**CONSIGNE:**
Recopiez fidèlement le passage de l'extrait à lire qui commence par « Secteur Hébert : contribution » et se poursuit jusqu'à « site jusqu’en 2021. ».

**EXTRAIT À LIRE:**
■ ■ ■ ■
Nous rendons public la contribution d’ASA PNE à l’élaboration du projet d’aménagement ''Hébert'' dans le 18e. Ce travail est le résultat de nombreux échanges avec les riverains, collectifs ou représentants associatifs du secteur que ce soit à travers de rencontres telles que : les réunions de conseil de quartier, les balades urbaines ou les ateliers participatifs…et d’observations faites sur le terrain ou de réflexions menées au sein de l’association. A l’issue de 6 ateliers participatifs organisés de février à septembre 2017, cette contribution vise à enrichir et à compléter la 1ère phase de la concertation dont la restitution publique est prévue le 5 avril en Mairie du 18e.
Elle a été transmise la semaine dernière aux maitres d'ouvrage de l'opération que sont Espaces Ferroviaires, la Mairie de Paris et du 18e.
Voici le document dans son intégralité.
Secteur Hébert : contribution d’ASA PNE aux
orientations d’aménagement et de programmation du site
.Contexte urbain
Le secteur de la gare Hébert d’une emprise de 5,2 ha est situé aux confins du 18e, le long de la rue de l’Evangile en bordure du faisceau ferroviaire de la gare de l’Est. Le site était occupé récemment par des entreprises qui ont ‘’libéré’’ le terrain au printemps 2017. Il demeure au sud de l’emprise les locaux de la Police Régionale des Transports et une base IRIS correspondant à une infrastructure de la SNCF. Ces deux dernières entités resteront sur le site jusqu’en 2021.
Depuis août 2017 et jusqu’à fin janvier 2018, le site a accueilli une installation éphémère ouverte au publique, l’Aérosol, consacrée au ‘’cultures citadines’’ (street art).
A la différence du secteur Ordener-Poissonniers (ex dépôt de la Chapelle), le site ne comprend aucun bâtiment patrimonial de nature à être préservé et réhabilité.
De l’autre côté de la rue de l’Evangile se trouve le bassin d’emploi de CAP 18, constitué de plusieurs entreprises PME/TPE, essentiellement du secteur de l’imprimerie, et le site de Chapelle Charbon qui fait l’objet, lui aussi, d’un projet d’aménagement avec notamment la création d’un parc paysager. Le site se trouve également à proximité de la ZAC Evangile dont la création remonte aux années 1980 avec une densité de 830 logements.
■ ■ ■ ■
**LIGNES FOURNIES:**
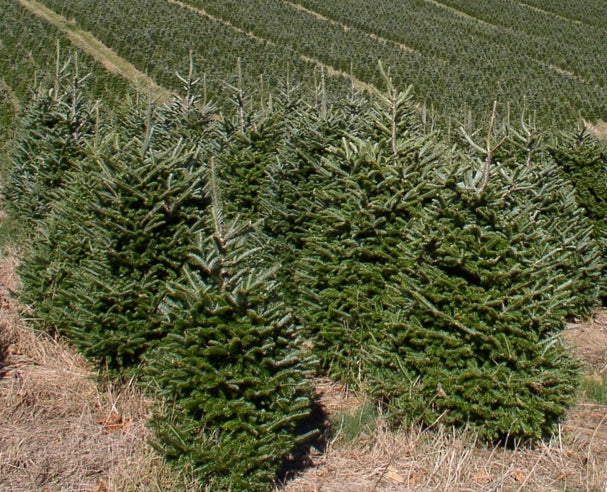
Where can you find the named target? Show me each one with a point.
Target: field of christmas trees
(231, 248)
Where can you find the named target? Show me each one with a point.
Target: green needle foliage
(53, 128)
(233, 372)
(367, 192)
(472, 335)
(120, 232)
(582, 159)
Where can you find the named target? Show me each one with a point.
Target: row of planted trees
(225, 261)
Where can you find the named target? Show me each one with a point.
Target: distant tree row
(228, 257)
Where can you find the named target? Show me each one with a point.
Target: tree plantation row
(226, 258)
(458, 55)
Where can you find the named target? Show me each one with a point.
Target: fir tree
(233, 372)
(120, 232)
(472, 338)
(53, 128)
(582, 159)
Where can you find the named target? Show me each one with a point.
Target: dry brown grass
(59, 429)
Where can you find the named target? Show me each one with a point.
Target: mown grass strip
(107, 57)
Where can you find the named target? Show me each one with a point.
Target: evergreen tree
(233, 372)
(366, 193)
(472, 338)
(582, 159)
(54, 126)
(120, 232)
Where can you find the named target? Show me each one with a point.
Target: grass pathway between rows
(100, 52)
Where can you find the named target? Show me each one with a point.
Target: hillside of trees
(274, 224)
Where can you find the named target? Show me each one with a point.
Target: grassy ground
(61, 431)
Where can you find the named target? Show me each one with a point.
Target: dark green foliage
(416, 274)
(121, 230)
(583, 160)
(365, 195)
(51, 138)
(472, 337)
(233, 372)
■ ■ ■ ■
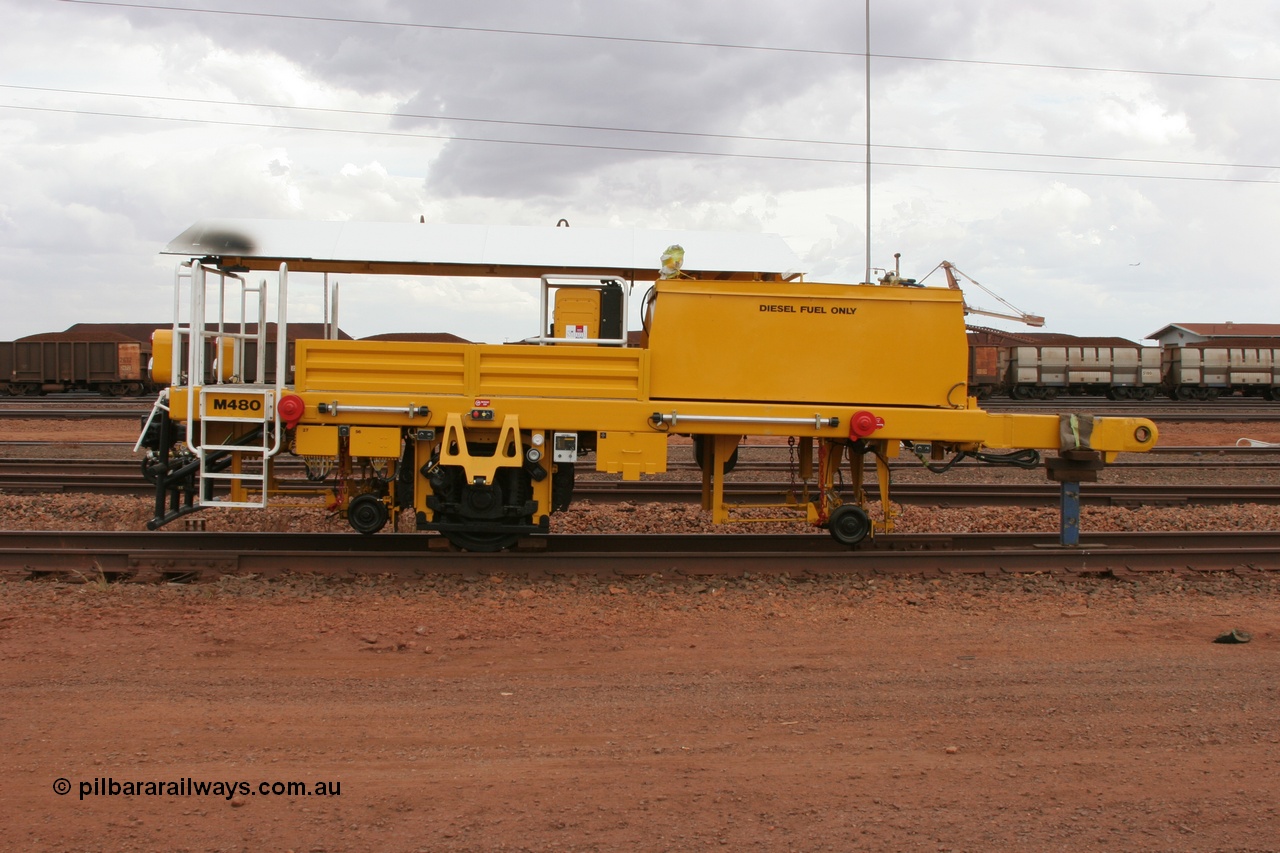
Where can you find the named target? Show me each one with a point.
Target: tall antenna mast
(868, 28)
■ ■ ■ ■
**CORRIGÉ:**
Secteur Hébert : contribution d’ASA PNE aux
orientations d’aménagement et de programmation du site
.Contexte urbain
Le secteur de la gare Hébert d’une emprise de 5,2 ha est situé aux confins du 18e, le long de la rue de l’Evangile en bordure du faisceau ferroviaire de la gare de l’Est. Le site était occupé récemment par des entreprises qui ont ‘’libéré’’ le terrain au printemps 2017. Il demeure au sud de l’emprise les locaux de la Police Régionale des Transports et une base IRIS correspondant à une infrastructure de la SNCF. Ces deux dernières entités resteront sur le site jusqu’en 2021.